Consigne A:
Recopiez le passage de l'entretien sur la rencontre « Vayamos Jubilosos » qui va de « R – Daniel Martinez – Il » à « votre rencontre ? ».

Texte à lire:
####################

Notre envoyé spécial Diégo de Caleruéga s’est rendu cet été à la rencontre annuelle de « Vayamos Jubilosos » (« Avançons-nous [vers l’autel] dans la jubilation ! » ) à Madrid. Il s’est entretenu pour nous avec Daniel Martinez, un père de famille nombreuse de 45 ans qui travaille dans le contrôle aérien et qui est le fondateur et l’animateur de cette manifestation.
Q – Diego de Caleruéga – Comment est née cette rencontre estivale « Vayamos Jubilosos » ?
R – Daniel Martinez – Il se trouve en Espagne de nombreuses familles attachées à la liturgie traditionnelle. Elles sont souvent isolées et désireuses d’approfondir leur connaissance de l’Usus antiquior. Or, il n’existait jusqu’alors en Espagne aucune organisation susceptible d’aider ces familles, comprenant des laïcs et des prêtres, à mieux connaitre la liturgie traditionnelle pour mieux l’aimer et mieux la servir. Voilà comment est née notre rencontre, qui n’a été possible, je tiens à le préciser, que grâce à des Pères de l'église du Sauveur de Tolède qui m’ont immédiatement aidé à mettre en place ce projet.
Q – Diego de Caleruéga – Pouvez-vous nous présenter votre rencontre ?
R – Daniel Martinez – Le but de notre rencontre est triple : d’abord proposer pendant quelques jours une formation basée sur la doctrine traditionnelle de l’Église, puis délivrer des connaissances pratiques comme celles de mieux connaitre le service de l’autel et enfin donner aux participants une occasion de se rencontrer dans un cadre à la fois studieux, spirituel et amical. En outre, les enfants peuvent profiter d’activités culturelles et religieuses spécifiquement adaptées à leurs âges.
Q – Diego de Caleruéga – Pensez-vous que ce soit à un laïc d’avoir l’initiative de ce type d’activité ?
R – Daniel Martinez – C’est le besoin de ce type de rencontre qui nous a entrainés dans cette aventure car qui plus que des parents peut avoir conscience des besoins de ses enfants ? Et grâce à Dieu l'organisation de la rencontre « Vayamos Jubilosos » a été possible grâce aux prêtres de l'église du Sauveur de Tolède, qui nous ont apporté une aide fantastique, assurant ainsi le succès de cette initiative.

####################

Données à traiter:
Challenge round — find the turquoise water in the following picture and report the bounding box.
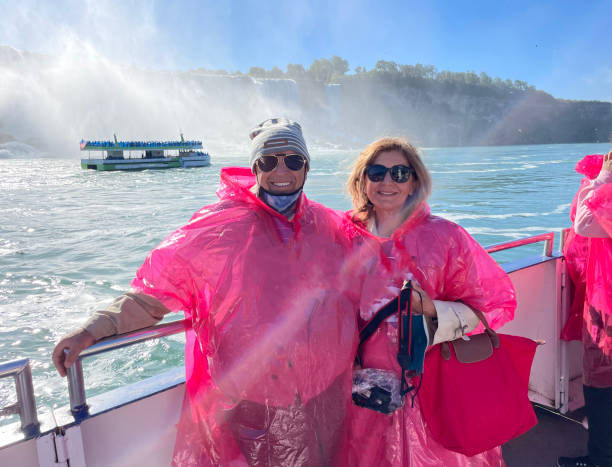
[0,144,609,424]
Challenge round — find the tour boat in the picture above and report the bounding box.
[0,231,586,467]
[80,134,210,170]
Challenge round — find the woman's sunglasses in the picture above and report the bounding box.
[257,154,306,172]
[365,164,416,183]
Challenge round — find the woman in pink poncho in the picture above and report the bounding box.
[348,138,516,467]
[559,152,612,466]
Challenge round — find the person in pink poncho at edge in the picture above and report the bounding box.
[347,138,516,467]
[558,151,612,467]
[53,119,390,466]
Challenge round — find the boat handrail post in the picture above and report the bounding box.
[65,320,189,422]
[65,350,89,421]
[0,358,40,439]
[542,238,554,258]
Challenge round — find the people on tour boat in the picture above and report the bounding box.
[347,138,516,467]
[558,151,612,467]
[53,119,388,466]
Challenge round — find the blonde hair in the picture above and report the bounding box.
[346,138,431,222]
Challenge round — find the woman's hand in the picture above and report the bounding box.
[601,151,612,176]
[411,282,437,318]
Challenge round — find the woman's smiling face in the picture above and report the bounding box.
[365,150,414,214]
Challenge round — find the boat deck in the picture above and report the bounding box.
[502,406,588,467]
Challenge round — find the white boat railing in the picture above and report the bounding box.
[63,232,555,421]
[67,320,186,421]
[485,232,555,257]
[0,229,567,439]
[0,358,40,439]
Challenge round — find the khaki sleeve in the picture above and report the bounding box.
[433,300,480,344]
[83,292,170,340]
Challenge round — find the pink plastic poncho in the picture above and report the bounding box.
[582,177,612,388]
[562,155,612,387]
[349,204,516,467]
[561,154,603,341]
[132,168,380,466]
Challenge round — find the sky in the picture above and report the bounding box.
[0,0,612,102]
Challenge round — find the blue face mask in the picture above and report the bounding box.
[259,187,302,217]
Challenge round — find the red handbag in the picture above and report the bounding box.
[418,313,538,456]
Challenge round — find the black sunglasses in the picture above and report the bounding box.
[257,154,306,172]
[365,164,416,183]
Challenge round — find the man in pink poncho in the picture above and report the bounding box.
[559,152,612,467]
[54,119,388,466]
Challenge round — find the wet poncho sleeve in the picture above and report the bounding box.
[123,168,377,465]
[574,170,612,238]
[83,292,170,340]
[395,215,516,329]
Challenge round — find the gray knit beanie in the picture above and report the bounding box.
[249,118,310,168]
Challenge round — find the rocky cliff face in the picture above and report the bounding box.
[0,47,612,155]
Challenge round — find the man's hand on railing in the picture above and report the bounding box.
[53,329,96,376]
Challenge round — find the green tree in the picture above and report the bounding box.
[330,55,349,78]
[374,60,399,74]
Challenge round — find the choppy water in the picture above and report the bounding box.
[0,144,609,424]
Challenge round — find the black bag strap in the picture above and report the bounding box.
[359,281,422,400]
[359,281,412,345]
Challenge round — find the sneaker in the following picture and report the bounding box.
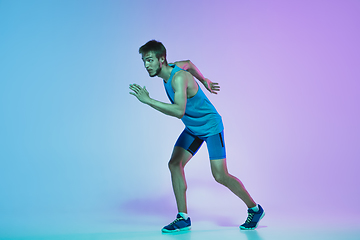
[162,214,191,233]
[240,204,265,230]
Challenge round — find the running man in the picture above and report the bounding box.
[129,40,265,232]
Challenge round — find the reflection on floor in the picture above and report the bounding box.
[0,211,360,240]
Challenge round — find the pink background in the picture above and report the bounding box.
[0,0,360,236]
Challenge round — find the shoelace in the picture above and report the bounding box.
[169,217,183,225]
[246,213,255,223]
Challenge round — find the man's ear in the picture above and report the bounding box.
[160,56,165,64]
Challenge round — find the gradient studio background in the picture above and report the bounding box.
[0,0,360,236]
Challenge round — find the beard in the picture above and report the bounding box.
[149,66,161,77]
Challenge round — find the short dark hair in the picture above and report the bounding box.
[139,40,167,65]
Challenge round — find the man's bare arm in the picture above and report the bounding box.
[175,60,220,94]
[130,76,187,119]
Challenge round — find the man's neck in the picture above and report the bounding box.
[158,65,173,82]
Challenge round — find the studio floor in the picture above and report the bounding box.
[0,214,360,240]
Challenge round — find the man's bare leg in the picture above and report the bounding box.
[210,158,256,208]
[169,146,192,213]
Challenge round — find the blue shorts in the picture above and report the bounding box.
[175,128,226,160]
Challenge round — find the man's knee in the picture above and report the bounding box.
[168,158,181,171]
[212,171,227,185]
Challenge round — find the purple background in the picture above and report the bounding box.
[0,0,360,235]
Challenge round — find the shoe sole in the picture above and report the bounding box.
[240,211,265,230]
[161,227,191,233]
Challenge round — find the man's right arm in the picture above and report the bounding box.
[175,60,220,94]
[175,60,205,83]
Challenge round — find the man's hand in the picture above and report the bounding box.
[129,84,151,104]
[202,78,220,94]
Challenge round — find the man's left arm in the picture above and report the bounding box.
[175,60,220,94]
[129,75,187,119]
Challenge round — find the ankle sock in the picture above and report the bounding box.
[250,204,259,212]
[179,212,189,220]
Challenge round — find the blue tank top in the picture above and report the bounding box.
[164,64,224,137]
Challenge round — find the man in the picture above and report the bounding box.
[130,40,265,232]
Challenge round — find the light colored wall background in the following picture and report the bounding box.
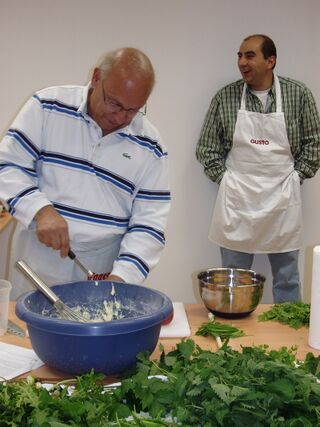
[0,0,320,302]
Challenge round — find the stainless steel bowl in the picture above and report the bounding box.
[198,268,266,318]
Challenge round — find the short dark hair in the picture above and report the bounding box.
[243,34,277,66]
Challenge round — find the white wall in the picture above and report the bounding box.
[0,0,320,302]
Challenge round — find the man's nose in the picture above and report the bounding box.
[238,56,247,67]
[113,110,131,125]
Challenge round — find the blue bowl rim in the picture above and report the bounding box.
[15,280,173,336]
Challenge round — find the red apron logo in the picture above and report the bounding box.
[250,139,269,145]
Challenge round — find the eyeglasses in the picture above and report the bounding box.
[101,82,147,116]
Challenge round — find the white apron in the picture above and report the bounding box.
[9,223,122,300]
[209,75,302,253]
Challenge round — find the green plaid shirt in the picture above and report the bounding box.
[196,77,320,183]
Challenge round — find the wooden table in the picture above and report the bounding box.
[0,302,320,382]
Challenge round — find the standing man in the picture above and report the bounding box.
[0,48,170,298]
[196,34,320,303]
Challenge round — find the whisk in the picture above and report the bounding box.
[16,260,88,323]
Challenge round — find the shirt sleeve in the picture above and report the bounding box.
[289,88,320,180]
[111,157,171,284]
[0,97,50,227]
[196,94,227,183]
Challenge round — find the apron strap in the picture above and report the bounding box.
[240,74,282,113]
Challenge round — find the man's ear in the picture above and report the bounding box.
[268,55,276,70]
[91,68,101,87]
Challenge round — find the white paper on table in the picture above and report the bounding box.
[160,302,191,338]
[0,342,44,380]
[308,246,320,350]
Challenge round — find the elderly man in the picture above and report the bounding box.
[0,48,170,298]
[197,34,320,303]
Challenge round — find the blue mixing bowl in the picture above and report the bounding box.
[16,281,173,375]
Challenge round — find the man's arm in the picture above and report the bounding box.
[108,157,171,284]
[295,88,320,181]
[196,95,227,184]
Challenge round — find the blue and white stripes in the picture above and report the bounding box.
[7,186,38,215]
[53,202,130,229]
[0,86,171,283]
[127,224,165,245]
[117,253,150,278]
[136,189,171,201]
[7,128,40,160]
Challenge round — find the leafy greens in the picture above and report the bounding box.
[258,302,310,329]
[0,339,320,427]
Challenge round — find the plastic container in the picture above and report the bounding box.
[16,281,173,375]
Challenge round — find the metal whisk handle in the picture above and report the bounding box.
[16,260,59,304]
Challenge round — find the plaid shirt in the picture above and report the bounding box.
[196,77,320,183]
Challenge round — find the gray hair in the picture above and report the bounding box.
[97,47,155,89]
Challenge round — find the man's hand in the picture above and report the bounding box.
[107,274,125,283]
[34,205,70,258]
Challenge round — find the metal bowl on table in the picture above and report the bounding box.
[16,281,173,375]
[198,268,265,318]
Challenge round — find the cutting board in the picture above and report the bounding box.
[160,302,191,338]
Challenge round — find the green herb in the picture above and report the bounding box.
[0,340,320,427]
[196,319,245,343]
[258,302,310,329]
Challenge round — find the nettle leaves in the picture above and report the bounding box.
[0,339,320,427]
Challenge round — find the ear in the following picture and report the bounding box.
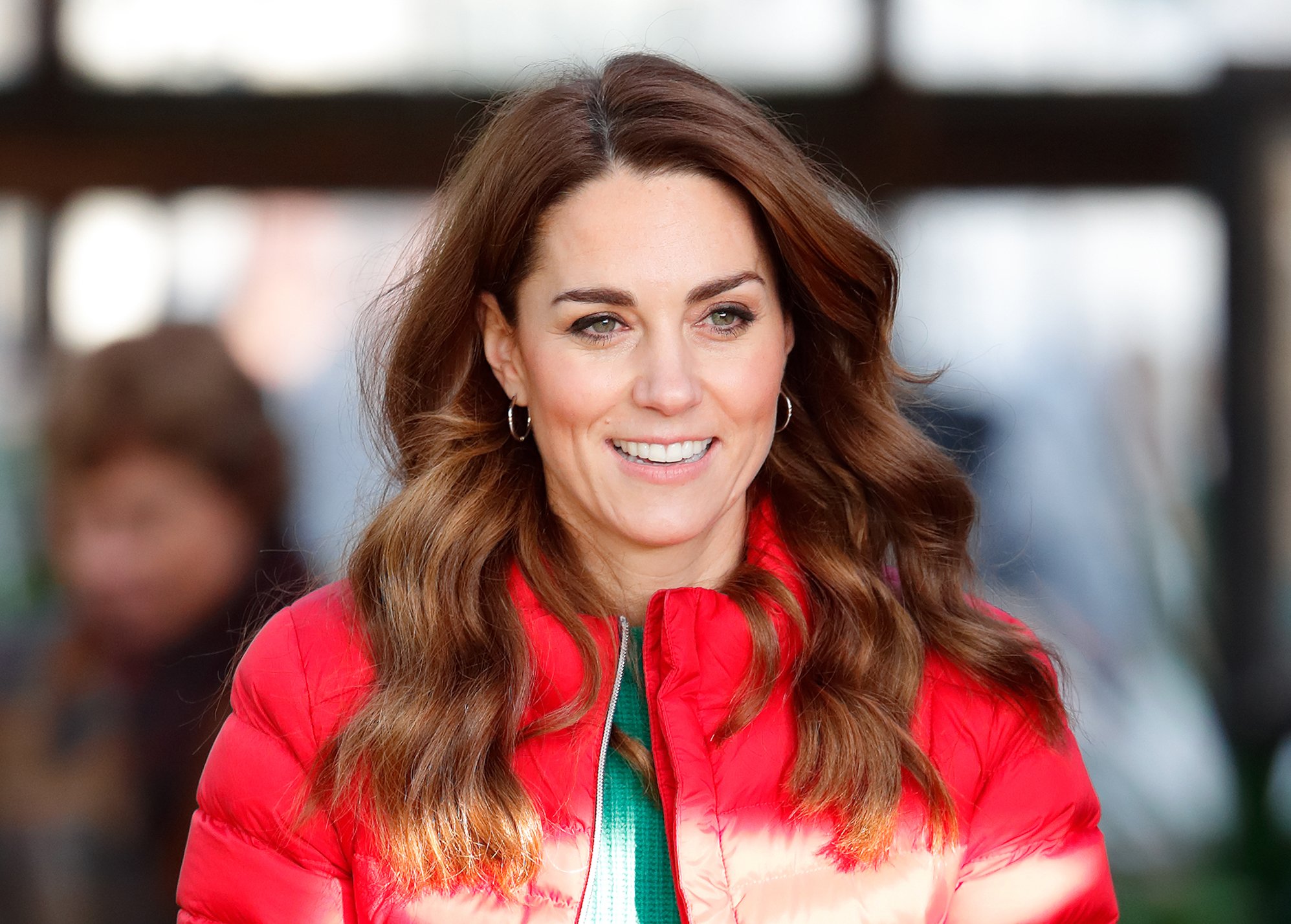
[475,292,529,406]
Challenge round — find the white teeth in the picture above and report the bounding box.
[611,436,712,465]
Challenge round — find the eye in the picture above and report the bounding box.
[569,315,623,341]
[706,305,754,337]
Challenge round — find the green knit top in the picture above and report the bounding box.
[580,627,680,924]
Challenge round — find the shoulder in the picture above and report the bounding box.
[916,600,1099,853]
[916,597,1079,778]
[232,580,373,742]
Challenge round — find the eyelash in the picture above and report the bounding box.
[569,305,755,344]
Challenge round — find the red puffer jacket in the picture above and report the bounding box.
[178,509,1117,924]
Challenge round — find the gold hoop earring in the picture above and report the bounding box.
[506,397,533,443]
[776,391,794,434]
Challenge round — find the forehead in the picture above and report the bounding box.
[528,169,771,289]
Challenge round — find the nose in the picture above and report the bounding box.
[633,332,702,417]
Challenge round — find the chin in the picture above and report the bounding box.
[606,506,722,549]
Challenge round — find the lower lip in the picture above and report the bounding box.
[606,437,718,484]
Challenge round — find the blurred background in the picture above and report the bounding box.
[0,0,1291,923]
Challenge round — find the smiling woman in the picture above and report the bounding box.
[179,54,1116,924]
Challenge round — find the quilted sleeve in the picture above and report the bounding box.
[178,609,357,924]
[945,709,1118,924]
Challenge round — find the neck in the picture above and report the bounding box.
[565,500,747,626]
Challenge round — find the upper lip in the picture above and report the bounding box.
[610,436,716,446]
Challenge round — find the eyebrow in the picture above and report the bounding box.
[551,270,767,309]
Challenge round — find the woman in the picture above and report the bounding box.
[179,54,1116,924]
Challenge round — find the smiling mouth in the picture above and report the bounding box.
[611,436,712,466]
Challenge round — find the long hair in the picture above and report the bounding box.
[313,54,1063,890]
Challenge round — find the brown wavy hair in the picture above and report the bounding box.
[313,54,1063,892]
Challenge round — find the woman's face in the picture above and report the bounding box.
[481,169,793,547]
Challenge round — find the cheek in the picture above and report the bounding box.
[709,348,784,426]
[529,356,629,443]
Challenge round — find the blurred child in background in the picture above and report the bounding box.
[0,325,307,924]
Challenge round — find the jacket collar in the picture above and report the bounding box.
[507,497,808,720]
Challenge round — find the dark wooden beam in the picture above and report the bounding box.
[0,80,1199,201]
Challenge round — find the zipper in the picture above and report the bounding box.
[575,615,629,924]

####################

Consigne B:
Présentez sous forme de liste JSON de chaînes, une chaîne par ligne et sans les lignes vides, uniquement les lignes des enregistrements allant de la première jusqu'à celle qui contient « [559,152,612,466] », cette dernière incluse. Laissez les images hors de la réponse, s'il vous plaît.

Réponse A:
R – Daniel Martinez – Il se trouve en Espagne de nombreuses familles attachées à la liturgie traditionnelle. Elles sont souvent isolées et désireuses d’approfondir leur connaissance de l’Usus antiquior. Or, il n’existait jusqu’alors en Espagne aucune organisation susceptible d’aider ces familles, comprenant des laïcs et des prêtres, à mieux connaitre la liturgie traditionnelle pour mieux l’aimer et mieux la servir. Voilà comment est née notre rencontre, qui n’a été possible, je tiens à le préciser, que grâce à des Pères de l'église du Sauveur de Tolède qui m’ont immédiatement aidé à mettre en place ce projet.
Q – Diego de Caleruéga – Pouvez-vous nous présenter votre rencontre ?

Réponse B:
[
  "Challenge round — find the turquoise water in the following picture and report the bounding box.",
  "[0,144,609,424]",
  "Challenge round — find the tour boat in the picture above and report the bounding box.",
  "[0,231,586,467]",
  "[80,134,210,170]",
  "Challenge round — find the woman's sunglasses in the picture above and report the bounding box.",
  "[257,154,306,172]",
  "[365,164,416,183]",
  "Challenge round — find the woman in pink poncho in the picture above and report the bounding box.",
  "[348,138,516,467]",
  "[559,152,612,466]"
]